Source text ::
====

Since 1979 commercial farming has replaced subsistence farming as the dominant mode of agricultural production. By 1997, the gross value of products in Iran's agricultural sector had reached $25 billion. Iran has attained 90 percent self-sufficiency in essential agricultural products; total rice production fails to meet domestic food requirements, however, making substantial imports necessary. In 2007 Iran reached self sufficiency in wheat production, and for the first time became a net wheat exporter. By 2003, a quarter of Iran's non-oil exports were agricultural based. Major agricultural exports include fresh and dried fruits, nuts, animal hides, processed foods, and spices.

Manufacturing

The share of Iran's oil sector in the GDP increased from 15% in 2002 to 25% in 2006, mainly because of a sharp increase in the price of oil [16]

Iran has a long tradition of producing artisan goods, including Persian carpets, ceramics, copperware and brassware, glass, leather goods, textiles, and woodwork. Iran’s rich carpet-weaving tradition dates from pre-Islamic times, and it remains an important industry and contributes substantially to rural incomes. Textile mills, based on domestic cotton and wool, employed about 400,000 people in 2000 and are centred in Tehran, Esfahan and along the Caspian coast.

====

Information supplied ::
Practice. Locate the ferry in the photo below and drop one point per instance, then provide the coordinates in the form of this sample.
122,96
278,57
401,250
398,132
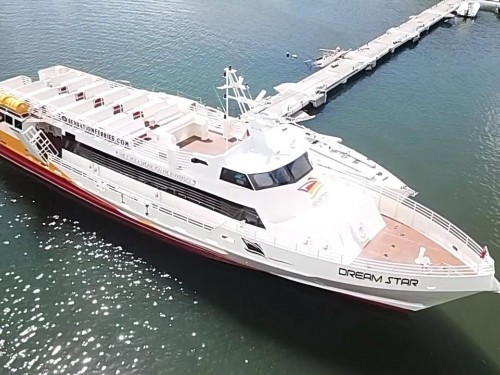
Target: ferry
239,190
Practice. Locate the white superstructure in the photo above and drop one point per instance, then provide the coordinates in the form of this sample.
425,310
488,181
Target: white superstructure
251,191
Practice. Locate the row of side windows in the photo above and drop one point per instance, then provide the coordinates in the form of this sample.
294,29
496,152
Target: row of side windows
202,198
236,178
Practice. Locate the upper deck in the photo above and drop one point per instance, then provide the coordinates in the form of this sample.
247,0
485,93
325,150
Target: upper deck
124,115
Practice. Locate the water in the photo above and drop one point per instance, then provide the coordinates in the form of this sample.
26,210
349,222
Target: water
82,293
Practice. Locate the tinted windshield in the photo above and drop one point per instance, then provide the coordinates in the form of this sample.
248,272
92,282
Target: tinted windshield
288,174
300,167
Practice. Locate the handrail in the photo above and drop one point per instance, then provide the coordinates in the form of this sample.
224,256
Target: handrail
147,148
257,234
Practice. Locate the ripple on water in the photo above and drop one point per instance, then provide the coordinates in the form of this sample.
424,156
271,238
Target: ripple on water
75,312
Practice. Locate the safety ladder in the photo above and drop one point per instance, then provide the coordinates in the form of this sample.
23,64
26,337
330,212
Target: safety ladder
40,143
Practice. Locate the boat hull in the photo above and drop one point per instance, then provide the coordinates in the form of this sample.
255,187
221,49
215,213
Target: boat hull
327,275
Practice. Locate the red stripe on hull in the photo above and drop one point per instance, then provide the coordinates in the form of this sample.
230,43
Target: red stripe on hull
75,191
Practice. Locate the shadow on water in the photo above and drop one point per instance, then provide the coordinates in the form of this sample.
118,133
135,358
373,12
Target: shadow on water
340,333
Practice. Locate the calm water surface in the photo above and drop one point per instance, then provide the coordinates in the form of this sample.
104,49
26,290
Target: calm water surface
82,293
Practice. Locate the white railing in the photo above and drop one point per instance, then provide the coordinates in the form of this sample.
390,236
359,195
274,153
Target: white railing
128,194
477,266
138,145
407,269
310,248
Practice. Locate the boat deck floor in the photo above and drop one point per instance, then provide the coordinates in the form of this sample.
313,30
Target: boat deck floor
401,244
216,145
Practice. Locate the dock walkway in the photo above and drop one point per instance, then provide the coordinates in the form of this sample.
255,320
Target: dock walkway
293,97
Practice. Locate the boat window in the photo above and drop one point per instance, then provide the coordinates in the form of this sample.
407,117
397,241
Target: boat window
236,178
300,167
288,174
262,180
9,120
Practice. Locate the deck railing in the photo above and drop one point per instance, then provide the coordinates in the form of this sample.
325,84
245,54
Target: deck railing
308,247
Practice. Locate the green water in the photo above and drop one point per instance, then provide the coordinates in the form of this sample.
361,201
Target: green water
82,293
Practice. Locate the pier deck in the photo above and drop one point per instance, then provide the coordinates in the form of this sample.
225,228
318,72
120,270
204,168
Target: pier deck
293,97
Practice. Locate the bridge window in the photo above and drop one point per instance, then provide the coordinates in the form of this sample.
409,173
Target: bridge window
288,174
236,178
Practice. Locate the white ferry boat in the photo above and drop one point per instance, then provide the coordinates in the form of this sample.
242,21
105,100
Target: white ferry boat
240,191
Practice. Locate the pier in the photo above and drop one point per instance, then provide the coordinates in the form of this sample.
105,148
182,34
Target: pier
291,98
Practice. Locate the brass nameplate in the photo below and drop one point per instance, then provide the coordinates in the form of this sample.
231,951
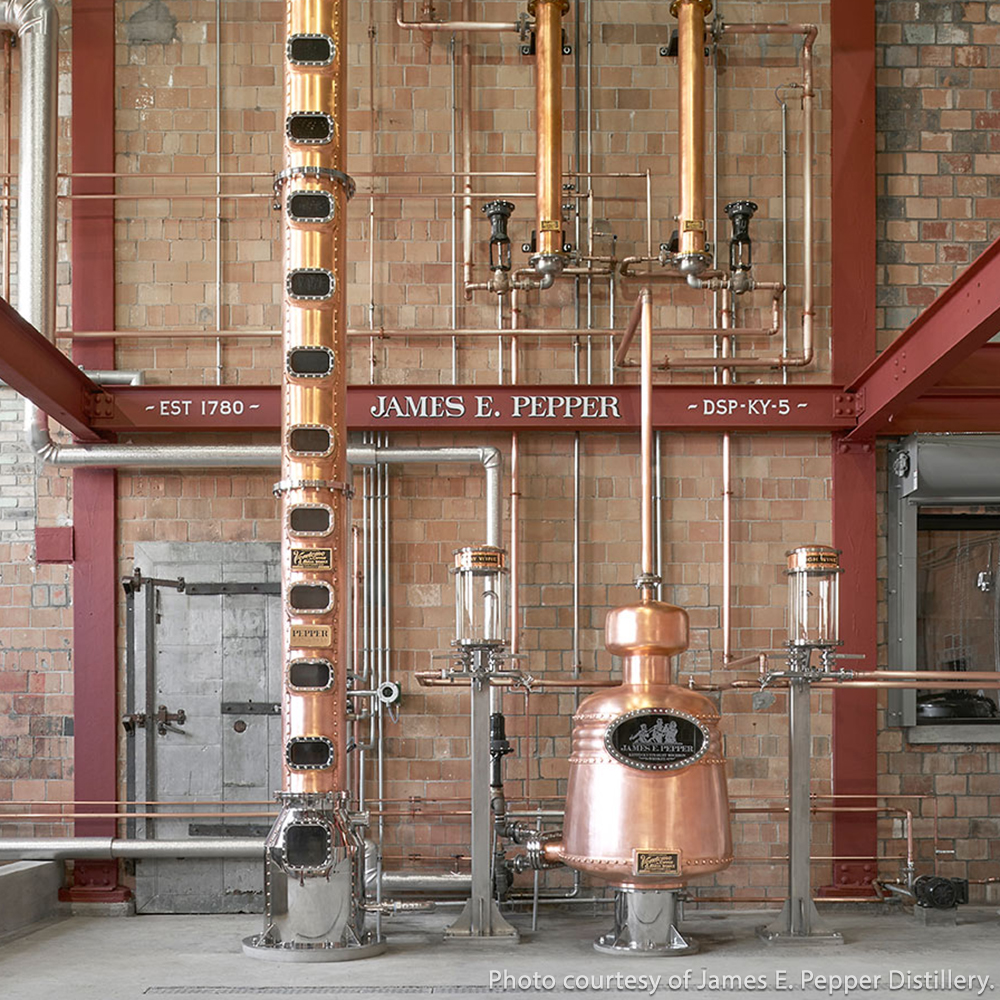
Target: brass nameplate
311,636
657,863
312,558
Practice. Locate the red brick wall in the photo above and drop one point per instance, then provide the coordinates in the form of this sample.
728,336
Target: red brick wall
167,279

====

Problem statement ::
Using the passage on Iran's economy, answer each question on its own line:
(a) In what year did Iran first become a net wheat exporter?
(b) What share of GDP did Iran's oil sector hold in 2006?
(c) Roughly how many people did textile mills employ in 2000?
The lines are separate from the passage on Iran's economy.

Written reply ::
(a) 2007
(b) 25%
(c) About 400,000